TASK ITEM
Set down the material exactly. Keep every line.

RECORDS PROVIDED

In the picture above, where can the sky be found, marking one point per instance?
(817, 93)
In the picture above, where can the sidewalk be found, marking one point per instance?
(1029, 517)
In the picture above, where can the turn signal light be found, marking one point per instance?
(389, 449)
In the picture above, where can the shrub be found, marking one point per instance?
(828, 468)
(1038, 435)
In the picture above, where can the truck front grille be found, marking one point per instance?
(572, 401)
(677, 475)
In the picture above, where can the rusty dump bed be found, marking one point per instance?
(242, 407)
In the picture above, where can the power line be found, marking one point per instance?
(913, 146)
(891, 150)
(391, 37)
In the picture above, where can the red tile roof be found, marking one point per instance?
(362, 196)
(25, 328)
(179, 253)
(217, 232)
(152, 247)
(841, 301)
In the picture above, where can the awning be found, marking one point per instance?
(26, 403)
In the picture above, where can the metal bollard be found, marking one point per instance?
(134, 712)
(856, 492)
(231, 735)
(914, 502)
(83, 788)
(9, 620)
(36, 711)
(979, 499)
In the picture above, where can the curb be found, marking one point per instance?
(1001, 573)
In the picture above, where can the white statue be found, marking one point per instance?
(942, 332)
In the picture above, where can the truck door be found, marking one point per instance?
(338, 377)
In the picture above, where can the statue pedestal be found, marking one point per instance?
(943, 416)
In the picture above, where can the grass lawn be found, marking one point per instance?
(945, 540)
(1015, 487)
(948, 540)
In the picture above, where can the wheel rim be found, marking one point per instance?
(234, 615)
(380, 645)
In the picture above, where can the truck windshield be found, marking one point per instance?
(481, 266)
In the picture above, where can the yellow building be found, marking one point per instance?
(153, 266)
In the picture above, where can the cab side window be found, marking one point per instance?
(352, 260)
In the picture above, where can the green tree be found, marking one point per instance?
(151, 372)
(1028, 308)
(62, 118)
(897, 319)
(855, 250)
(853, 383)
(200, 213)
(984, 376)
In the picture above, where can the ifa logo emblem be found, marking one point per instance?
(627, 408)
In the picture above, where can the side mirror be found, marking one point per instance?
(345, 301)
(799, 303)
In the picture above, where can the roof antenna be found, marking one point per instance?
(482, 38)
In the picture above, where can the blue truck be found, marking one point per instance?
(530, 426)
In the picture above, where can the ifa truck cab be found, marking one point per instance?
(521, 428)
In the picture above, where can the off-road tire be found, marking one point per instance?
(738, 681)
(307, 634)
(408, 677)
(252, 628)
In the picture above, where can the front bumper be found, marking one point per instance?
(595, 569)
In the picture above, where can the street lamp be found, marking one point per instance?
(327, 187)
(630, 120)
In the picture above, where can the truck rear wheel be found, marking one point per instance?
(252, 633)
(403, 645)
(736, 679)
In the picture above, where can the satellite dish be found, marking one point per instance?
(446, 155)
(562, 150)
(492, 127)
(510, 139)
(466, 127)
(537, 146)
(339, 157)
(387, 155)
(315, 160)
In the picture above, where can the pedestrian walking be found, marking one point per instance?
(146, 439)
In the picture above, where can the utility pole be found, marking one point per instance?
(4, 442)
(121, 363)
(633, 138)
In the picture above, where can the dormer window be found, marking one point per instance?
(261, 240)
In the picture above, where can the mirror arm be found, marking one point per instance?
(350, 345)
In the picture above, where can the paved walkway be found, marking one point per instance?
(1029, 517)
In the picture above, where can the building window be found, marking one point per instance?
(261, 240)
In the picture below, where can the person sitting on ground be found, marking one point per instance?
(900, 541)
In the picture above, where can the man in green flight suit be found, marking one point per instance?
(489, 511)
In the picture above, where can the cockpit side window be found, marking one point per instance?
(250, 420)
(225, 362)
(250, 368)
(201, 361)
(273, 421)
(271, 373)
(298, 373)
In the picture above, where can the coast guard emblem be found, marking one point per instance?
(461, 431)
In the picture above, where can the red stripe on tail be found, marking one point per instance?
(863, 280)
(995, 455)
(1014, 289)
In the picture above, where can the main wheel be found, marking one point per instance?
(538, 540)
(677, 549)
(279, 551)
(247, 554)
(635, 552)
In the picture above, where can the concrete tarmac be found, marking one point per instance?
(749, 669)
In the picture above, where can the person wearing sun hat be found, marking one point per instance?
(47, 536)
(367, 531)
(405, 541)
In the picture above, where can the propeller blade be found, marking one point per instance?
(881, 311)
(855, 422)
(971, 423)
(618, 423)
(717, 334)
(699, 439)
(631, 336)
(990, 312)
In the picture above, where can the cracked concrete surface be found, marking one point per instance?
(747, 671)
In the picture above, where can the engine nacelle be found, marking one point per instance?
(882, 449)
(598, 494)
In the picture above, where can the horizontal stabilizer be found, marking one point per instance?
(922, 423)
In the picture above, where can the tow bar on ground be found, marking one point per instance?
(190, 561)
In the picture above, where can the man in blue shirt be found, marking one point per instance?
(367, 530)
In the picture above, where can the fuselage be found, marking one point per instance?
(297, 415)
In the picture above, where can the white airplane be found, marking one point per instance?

SOLUTION TO THIS EXERCISE
In the picture above, where can the sky be found, marking one point per instance?
(817, 93)
In the picture above, where can the sidewalk be found, marking one point per instance?
(1029, 517)
In the picture above, where can the turn signal light be found, marking one point per instance?
(389, 449)
In the picture above, where can the shrub be found, marking one point per instance?
(828, 468)
(1038, 435)
In the picture above, where can the truck front grille be found, marking one point per instance?
(572, 401)
(677, 475)
In the picture above, where can the rusty dump bed be found, marking one point per instance?
(242, 407)
In the picture above, where can the power line be found, marking one point per instance?
(913, 146)
(891, 150)
(391, 37)
In the picture above, where can the red tile roof be found, marking one point per instance?
(362, 196)
(25, 328)
(179, 253)
(217, 232)
(152, 247)
(841, 301)
In the picture above, where can the awning be found, marking one point per instance?
(26, 403)
In the picture above, where can the metal bollard be found, marking one point per instance?
(134, 712)
(856, 492)
(231, 735)
(914, 502)
(83, 788)
(9, 620)
(36, 711)
(979, 499)
In the picture above, where can the curb be found, marking one point per instance?
(1001, 573)
In the picture above, where can the white statue be found, marking one point per instance?
(942, 332)
In the picture above, where can the truck door be found, marking one point per instance?
(338, 377)
In the picture above, where can the statue pedestal be found, marking one point per instance?
(943, 416)
In the picture above, where can the grass lawn be found, marking one point per instance?
(945, 540)
(1015, 487)
(948, 540)
In the picture above, where can the wheel rim be found, marking one point per instance?
(234, 615)
(380, 645)
In the picture above, where can the truck windshield be found, marking one point per instance?
(481, 266)
In the picture above, where can the yellow building be found, marking one point per instance?
(153, 266)
In the picture above, where can the cab side window be found, marking one point per instance?
(352, 260)
In the picture above, where can the green tree be found, marking one point per instance?
(151, 372)
(1028, 308)
(62, 118)
(897, 319)
(855, 250)
(853, 383)
(200, 213)
(984, 376)
In the picture above, where can the ifa logo emblem be found, marking one point per instance?
(627, 408)
In the picture above, where can the side mirror be found, marking one point per instance?
(345, 301)
(799, 303)
In the picture above, where can the roof antenna be found, marking one point per instance?
(482, 38)
In the picture above, where can the blue truck be found, marking one point per instance?
(530, 426)
In the picture above, where can the ifa truck cab be found, marking one point per instance?
(521, 428)
In the picture above, where can the off-road tire be found, marking one point per instance?
(738, 681)
(307, 634)
(408, 677)
(252, 628)
In the picture above, where can the front bumper be found, marking one point per instance?
(595, 569)
In the picture above, where can the street lamp be found, marking one point per instance?
(327, 187)
(630, 120)
In the picture above, where can the truck rear wheel be found, marking one point per instance?
(252, 633)
(403, 645)
(736, 679)
In the picture above, where can the satellite dish be found, marking one point per instance?
(446, 155)
(562, 150)
(492, 127)
(510, 139)
(466, 127)
(537, 146)
(339, 157)
(387, 155)
(315, 160)
In the picture above, where can the pedestrian walking be found, marking one point per instance?
(146, 439)
In the picture above, where can the utility pole be found, marking one point per instance?
(4, 442)
(121, 363)
(633, 138)
In the picture above, where can the dormer window be found, marking one point per instance?
(261, 240)
In the picture above, where can the mirror arm be found, marking one point per instance?
(350, 345)
In the picture above, where can the paved walkway be found, marking one point per instance?
(1029, 517)
In the picture above, where can the building window be found, marking one point per instance?
(261, 240)
In the picture below, where can the person sitting on ground be found, marking one point per instance?
(900, 541)
In the picture above, where can the man in green flight suit be found, marking one point per instance?
(489, 511)
In the picture above, where can the cockpit side window be found, marking one point per instance?
(250, 420)
(225, 362)
(250, 368)
(201, 361)
(273, 421)
(271, 373)
(298, 373)
In the picture above, where can the coast guard emblem be found, marking one point per instance?
(461, 431)
In the picture above, where can the red stripe on tail be found, marking one point per instance?
(863, 280)
(995, 455)
(1014, 289)
In the picture above, where can the main wheel be found, marking one point per instance?
(538, 540)
(677, 549)
(279, 551)
(247, 554)
(635, 552)
In the picture above, where can the concrete tarmac be found, marking one point per instance?
(749, 669)
In the picture above, where can the person wearing sun hat be found, marking one point per instance?
(47, 536)
(367, 531)
(405, 541)
In the picture above, where can the propeller blade be found, marking one point per instance?
(881, 311)
(855, 422)
(971, 423)
(618, 423)
(717, 334)
(699, 439)
(631, 336)
(990, 312)
In the picture above, where can the cracked concrete surface be found, marking one point per instance?
(747, 671)
In the picture above, where can the engine nacelle be found, marking one point per instance?
(882, 449)
(598, 494)
In the picture above, where can the horizontal stabilizer be found, marking one point per instance?
(922, 423)
In the picture above, where can the tow bar on ground be found, marking one point per instance?
(190, 561)
In the picture above, where can the man in blue shirt be found, marking one point per instance?
(367, 530)
In the picture above, where can the fuselage be found, marking one point per instance?
(297, 415)
In the picture above, where can the white airplane be found, marking one point per instance?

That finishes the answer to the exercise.